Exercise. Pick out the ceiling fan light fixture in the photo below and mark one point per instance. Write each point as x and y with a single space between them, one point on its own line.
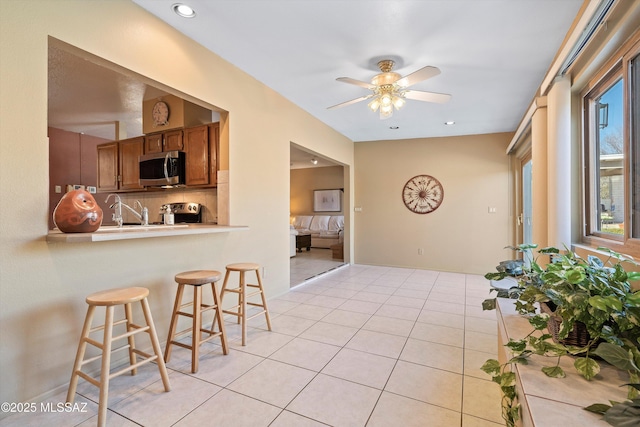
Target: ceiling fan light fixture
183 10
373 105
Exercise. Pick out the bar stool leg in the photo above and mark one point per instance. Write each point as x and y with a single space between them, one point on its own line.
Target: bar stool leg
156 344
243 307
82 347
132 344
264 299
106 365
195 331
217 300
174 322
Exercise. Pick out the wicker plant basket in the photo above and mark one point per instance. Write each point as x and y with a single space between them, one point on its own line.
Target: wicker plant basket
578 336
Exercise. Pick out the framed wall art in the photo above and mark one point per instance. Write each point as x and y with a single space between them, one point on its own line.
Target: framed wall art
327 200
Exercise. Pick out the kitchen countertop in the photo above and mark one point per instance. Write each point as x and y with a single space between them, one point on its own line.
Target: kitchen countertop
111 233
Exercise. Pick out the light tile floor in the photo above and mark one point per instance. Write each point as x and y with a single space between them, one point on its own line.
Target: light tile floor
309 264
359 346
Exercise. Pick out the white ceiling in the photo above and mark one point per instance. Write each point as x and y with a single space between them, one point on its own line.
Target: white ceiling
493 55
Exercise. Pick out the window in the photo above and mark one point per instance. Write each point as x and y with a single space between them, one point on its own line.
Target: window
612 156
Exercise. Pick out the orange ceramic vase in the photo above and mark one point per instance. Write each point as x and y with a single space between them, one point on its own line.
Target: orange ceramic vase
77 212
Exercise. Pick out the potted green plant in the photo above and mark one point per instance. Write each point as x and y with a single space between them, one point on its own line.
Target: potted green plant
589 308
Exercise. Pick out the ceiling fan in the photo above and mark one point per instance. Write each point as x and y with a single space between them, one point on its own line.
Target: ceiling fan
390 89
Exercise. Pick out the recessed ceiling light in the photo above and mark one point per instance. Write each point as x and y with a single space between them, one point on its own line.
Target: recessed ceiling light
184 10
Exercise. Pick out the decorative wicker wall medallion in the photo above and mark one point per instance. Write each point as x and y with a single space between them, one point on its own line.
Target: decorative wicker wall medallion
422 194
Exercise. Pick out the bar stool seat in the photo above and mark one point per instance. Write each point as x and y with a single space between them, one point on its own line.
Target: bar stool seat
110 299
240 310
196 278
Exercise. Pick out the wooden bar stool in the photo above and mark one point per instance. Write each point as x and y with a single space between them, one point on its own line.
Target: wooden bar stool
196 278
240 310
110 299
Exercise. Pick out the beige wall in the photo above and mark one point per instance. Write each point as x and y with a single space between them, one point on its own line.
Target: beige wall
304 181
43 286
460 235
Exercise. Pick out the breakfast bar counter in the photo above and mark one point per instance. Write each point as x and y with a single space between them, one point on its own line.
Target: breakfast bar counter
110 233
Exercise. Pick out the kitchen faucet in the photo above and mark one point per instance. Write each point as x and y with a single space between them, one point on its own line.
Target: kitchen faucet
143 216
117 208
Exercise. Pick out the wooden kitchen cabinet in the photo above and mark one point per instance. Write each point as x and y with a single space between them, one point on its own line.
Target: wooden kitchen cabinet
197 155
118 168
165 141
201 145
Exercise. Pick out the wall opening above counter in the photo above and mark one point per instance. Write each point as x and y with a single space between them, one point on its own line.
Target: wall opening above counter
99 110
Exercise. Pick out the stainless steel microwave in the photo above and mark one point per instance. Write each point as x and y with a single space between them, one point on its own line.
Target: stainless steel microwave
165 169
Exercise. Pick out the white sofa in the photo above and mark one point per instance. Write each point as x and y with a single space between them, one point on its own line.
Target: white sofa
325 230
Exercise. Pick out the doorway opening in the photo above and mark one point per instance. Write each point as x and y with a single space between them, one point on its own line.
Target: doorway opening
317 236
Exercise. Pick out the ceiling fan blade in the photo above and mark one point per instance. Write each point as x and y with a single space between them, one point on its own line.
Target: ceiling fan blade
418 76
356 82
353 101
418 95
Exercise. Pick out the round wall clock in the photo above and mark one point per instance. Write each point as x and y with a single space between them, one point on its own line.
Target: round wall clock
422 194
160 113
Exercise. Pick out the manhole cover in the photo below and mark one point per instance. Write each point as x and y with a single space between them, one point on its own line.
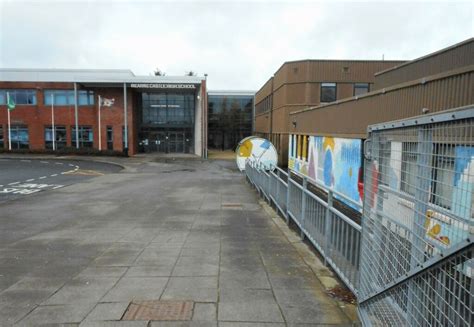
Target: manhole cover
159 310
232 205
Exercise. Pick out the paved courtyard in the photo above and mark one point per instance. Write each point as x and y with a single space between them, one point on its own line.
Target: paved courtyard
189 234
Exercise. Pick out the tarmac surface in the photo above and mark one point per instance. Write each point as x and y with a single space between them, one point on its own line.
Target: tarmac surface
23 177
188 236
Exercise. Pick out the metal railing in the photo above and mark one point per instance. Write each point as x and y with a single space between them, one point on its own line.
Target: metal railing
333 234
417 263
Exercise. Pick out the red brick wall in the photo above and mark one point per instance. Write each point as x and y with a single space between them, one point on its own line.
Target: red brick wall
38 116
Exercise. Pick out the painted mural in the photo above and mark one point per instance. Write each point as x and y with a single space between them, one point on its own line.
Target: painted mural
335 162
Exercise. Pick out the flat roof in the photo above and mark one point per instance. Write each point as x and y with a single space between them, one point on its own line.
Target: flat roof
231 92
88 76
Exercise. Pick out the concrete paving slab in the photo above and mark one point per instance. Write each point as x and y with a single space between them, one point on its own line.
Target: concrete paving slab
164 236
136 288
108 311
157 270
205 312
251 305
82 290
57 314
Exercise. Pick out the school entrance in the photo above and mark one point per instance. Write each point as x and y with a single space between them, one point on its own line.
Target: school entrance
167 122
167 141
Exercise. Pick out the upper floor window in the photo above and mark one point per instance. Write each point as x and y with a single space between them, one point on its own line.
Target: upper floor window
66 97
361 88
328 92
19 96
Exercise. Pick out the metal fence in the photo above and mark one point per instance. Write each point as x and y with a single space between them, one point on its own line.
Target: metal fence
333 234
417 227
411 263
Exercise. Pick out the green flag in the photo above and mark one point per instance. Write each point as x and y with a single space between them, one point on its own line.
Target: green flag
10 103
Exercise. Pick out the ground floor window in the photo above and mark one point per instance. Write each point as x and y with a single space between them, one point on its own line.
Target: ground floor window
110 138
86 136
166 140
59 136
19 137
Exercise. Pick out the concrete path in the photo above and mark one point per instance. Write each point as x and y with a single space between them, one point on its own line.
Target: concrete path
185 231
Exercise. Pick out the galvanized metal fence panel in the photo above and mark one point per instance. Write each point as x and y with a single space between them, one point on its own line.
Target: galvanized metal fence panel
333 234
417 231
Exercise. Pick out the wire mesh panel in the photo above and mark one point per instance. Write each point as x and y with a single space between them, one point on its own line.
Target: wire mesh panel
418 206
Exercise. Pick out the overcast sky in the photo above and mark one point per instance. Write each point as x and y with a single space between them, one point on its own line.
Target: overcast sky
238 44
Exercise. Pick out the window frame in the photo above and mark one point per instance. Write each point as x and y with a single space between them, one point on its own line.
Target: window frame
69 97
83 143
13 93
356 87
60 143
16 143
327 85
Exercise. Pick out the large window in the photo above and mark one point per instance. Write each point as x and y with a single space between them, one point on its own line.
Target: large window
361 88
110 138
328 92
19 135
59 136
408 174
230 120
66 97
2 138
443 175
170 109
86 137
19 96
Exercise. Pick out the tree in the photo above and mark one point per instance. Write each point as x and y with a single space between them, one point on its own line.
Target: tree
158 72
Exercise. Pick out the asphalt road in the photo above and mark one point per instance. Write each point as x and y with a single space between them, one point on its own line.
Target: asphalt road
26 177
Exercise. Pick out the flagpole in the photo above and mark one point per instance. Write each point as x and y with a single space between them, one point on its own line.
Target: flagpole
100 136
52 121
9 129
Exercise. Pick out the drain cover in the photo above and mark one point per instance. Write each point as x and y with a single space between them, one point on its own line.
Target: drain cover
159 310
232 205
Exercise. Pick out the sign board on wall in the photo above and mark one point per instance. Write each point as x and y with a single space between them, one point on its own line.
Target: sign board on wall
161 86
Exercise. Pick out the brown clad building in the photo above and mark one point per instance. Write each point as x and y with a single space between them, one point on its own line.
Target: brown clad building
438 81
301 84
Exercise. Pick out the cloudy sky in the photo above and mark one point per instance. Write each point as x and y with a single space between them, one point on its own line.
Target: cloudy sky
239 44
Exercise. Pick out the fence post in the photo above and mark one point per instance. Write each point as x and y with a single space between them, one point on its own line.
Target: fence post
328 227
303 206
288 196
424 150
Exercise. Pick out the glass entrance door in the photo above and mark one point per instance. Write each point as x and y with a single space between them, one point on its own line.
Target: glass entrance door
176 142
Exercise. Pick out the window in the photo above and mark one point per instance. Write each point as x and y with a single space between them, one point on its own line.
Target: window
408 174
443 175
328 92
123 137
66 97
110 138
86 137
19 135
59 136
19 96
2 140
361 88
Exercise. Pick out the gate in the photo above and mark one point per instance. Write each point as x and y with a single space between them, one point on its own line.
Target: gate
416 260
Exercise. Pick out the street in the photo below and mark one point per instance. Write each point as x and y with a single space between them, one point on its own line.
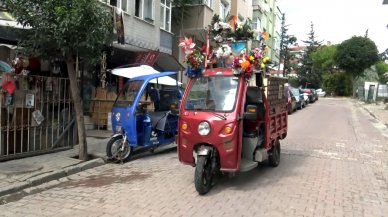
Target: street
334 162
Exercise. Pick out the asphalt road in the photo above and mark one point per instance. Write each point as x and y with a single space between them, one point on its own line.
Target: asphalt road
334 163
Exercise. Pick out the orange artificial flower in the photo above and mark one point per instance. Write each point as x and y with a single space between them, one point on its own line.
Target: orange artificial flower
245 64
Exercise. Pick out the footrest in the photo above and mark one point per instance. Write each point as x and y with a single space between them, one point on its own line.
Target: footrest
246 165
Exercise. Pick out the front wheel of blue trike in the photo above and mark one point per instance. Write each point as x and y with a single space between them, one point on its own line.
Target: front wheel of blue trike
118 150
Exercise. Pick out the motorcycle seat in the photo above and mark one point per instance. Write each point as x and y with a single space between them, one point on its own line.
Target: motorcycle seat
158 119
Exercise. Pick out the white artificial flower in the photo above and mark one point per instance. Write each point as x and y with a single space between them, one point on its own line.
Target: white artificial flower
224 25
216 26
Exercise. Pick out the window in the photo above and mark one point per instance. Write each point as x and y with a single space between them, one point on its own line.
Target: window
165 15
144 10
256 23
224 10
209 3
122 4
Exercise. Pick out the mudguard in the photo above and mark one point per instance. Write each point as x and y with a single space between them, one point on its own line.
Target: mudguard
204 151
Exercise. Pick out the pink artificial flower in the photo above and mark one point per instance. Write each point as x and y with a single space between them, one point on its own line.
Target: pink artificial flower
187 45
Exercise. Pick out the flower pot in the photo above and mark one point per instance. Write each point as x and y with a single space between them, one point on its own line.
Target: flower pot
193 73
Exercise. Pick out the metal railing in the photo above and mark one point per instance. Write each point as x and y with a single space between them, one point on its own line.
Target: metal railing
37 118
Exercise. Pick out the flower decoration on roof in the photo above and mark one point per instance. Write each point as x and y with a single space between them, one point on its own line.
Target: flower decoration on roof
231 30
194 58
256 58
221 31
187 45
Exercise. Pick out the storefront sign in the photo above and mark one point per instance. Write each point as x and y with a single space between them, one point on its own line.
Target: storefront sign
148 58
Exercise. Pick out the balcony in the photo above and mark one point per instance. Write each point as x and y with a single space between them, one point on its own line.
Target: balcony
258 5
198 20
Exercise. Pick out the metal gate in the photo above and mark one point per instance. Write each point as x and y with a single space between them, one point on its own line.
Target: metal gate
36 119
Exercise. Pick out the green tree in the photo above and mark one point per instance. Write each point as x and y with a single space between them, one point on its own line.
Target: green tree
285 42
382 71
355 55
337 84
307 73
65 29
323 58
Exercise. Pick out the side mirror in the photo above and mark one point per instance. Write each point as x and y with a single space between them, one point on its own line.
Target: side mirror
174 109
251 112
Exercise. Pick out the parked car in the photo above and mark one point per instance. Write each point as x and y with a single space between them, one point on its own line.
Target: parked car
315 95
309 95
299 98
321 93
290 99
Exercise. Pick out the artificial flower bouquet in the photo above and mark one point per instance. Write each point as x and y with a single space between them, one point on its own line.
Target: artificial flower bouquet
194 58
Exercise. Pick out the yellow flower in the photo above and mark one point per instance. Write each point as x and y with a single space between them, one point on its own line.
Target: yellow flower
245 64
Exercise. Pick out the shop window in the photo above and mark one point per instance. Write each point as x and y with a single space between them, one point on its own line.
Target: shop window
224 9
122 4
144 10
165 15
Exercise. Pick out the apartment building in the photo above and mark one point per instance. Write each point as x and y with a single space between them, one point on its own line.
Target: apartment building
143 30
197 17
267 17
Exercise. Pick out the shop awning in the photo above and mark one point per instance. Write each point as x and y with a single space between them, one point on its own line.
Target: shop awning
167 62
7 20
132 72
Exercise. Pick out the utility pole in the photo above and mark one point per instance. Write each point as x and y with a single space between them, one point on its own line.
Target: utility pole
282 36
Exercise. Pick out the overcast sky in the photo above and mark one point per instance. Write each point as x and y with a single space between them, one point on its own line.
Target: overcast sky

┄┄┄┄┄┄┄┄┄┄┄┄┄┄┄┄┄┄┄┄

= What the exercise asks =
Copy out each line of the data that has the word "below" in it.

= Your response =
Exercise. Pick out the ceiling fan light fixture in the photo below and mark one point per instance. Write each point as x and y with a single space between them, one point on its own line.
Exercise. Pick out the manhole cover in the photo below and mark one point per instance. Write each point as x and y with a single space between them, one point on its own line.
Exercise. Pick out the street in the photo below and mark one point per instance. Write each point as x and y with a single space between them, one point on its own line.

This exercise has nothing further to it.